Repeat, without any change, the entries presented below.

··· Data rows

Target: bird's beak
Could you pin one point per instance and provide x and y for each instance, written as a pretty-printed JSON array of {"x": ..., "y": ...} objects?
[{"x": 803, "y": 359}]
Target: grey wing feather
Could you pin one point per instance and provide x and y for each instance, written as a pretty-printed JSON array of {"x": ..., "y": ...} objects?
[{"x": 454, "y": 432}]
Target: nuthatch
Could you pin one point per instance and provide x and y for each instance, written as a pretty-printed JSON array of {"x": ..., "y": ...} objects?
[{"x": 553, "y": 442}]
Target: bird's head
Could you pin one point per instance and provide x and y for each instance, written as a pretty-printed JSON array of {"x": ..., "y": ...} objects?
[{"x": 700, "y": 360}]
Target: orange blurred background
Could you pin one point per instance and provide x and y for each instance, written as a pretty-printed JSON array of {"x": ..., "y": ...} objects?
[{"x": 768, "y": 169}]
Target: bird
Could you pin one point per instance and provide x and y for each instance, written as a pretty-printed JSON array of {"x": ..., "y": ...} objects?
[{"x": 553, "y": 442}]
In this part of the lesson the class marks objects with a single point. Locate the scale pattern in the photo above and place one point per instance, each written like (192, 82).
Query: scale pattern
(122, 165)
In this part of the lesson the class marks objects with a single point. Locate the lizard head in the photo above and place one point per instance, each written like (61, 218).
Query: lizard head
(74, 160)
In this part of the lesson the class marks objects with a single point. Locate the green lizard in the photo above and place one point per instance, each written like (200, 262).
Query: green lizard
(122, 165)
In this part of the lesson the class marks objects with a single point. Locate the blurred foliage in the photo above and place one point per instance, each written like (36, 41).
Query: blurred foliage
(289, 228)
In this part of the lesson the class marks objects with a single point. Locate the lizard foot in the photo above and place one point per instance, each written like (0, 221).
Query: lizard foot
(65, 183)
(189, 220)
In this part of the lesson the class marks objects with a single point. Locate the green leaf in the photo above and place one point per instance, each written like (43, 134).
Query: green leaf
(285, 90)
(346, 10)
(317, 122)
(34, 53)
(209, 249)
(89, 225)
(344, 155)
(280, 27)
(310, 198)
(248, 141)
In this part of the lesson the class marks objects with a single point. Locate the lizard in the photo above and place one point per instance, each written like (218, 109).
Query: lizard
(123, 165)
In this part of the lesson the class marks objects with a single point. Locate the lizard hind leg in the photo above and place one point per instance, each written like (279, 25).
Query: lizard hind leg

······

Result:
Target: bird's beak
Could you pin one point per instance and provide x and y for each instance, written as a pretty-printed JSON array of {"x": ..., "y": ...} objects?
[{"x": 803, "y": 359}]
Target: grey wing feather
Could you pin one point per instance and provide x and y for each instance, written as a pretty-printed JSON array of {"x": ..., "y": ...} objects?
[{"x": 454, "y": 432}]
Target: nuthatch
Could you pin one point per instance and provide x and y for each instance, written as a pretty-printed JSON array of {"x": ..., "y": ...} objects?
[{"x": 553, "y": 442}]
Target: bird's head
Could you pin one point per instance and provide x and y for each instance, written as a pretty-printed JSON array of {"x": ..., "y": ...} objects?
[{"x": 700, "y": 360}]
Target: orange blurred background
Could you pin one point per instance and provide x and y for each instance, written as a pretty-printed JSON array of {"x": ..., "y": ...} objects?
[{"x": 768, "y": 169}]
Target: bird
Could you pin one point per instance and provide x and y for each instance, written as a pretty-printed JSON array of {"x": ..., "y": ...} objects?
[{"x": 553, "y": 442}]
In this part of the lesson the class marks objects with a single point. Locate the scale pattern in the photo above and place one point per instance, each written like (192, 82).
Query: scale pattern
(122, 165)
In this part of the lesson the class marks objects with a single point. Locate the lizard head in the photo above and place one point per instance, each written like (61, 218).
Query: lizard head
(74, 160)
In this part of the lesson the class marks objects with a single point. Locate the green lizard in the photo above and place one point per instance, each written like (200, 262).
Query: green lizard
(122, 165)
In this part of the lesson the class marks objects with a single point. Locate the blurred foliage in the photo above and place one point per instance, each written like (36, 41).
Query: blurred foliage
(289, 228)
In this part of the lesson the class marks objects with a single point. Locate the lizard foot in the photo above and place one point per instance, each written like (0, 221).
Query: lizard foot
(65, 183)
(189, 220)
In this part of the lesson the class marks objects with a single point. Locate the green leaf in the photo above and place one point per instance, each written like (43, 134).
Query: green leaf
(285, 90)
(346, 10)
(317, 122)
(34, 53)
(209, 249)
(89, 225)
(344, 155)
(280, 27)
(310, 198)
(248, 141)
In this part of the lesson the class marks objects with a single point. Locate the lizard in the photo above and place one point per instance, each written like (218, 109).
Query: lizard
(123, 165)
In this part of the lesson the class marks objects with a single point. Locate the lizard hind leg in the photo above and place one point per instance, each written like (279, 25).
Query: lizard hind leg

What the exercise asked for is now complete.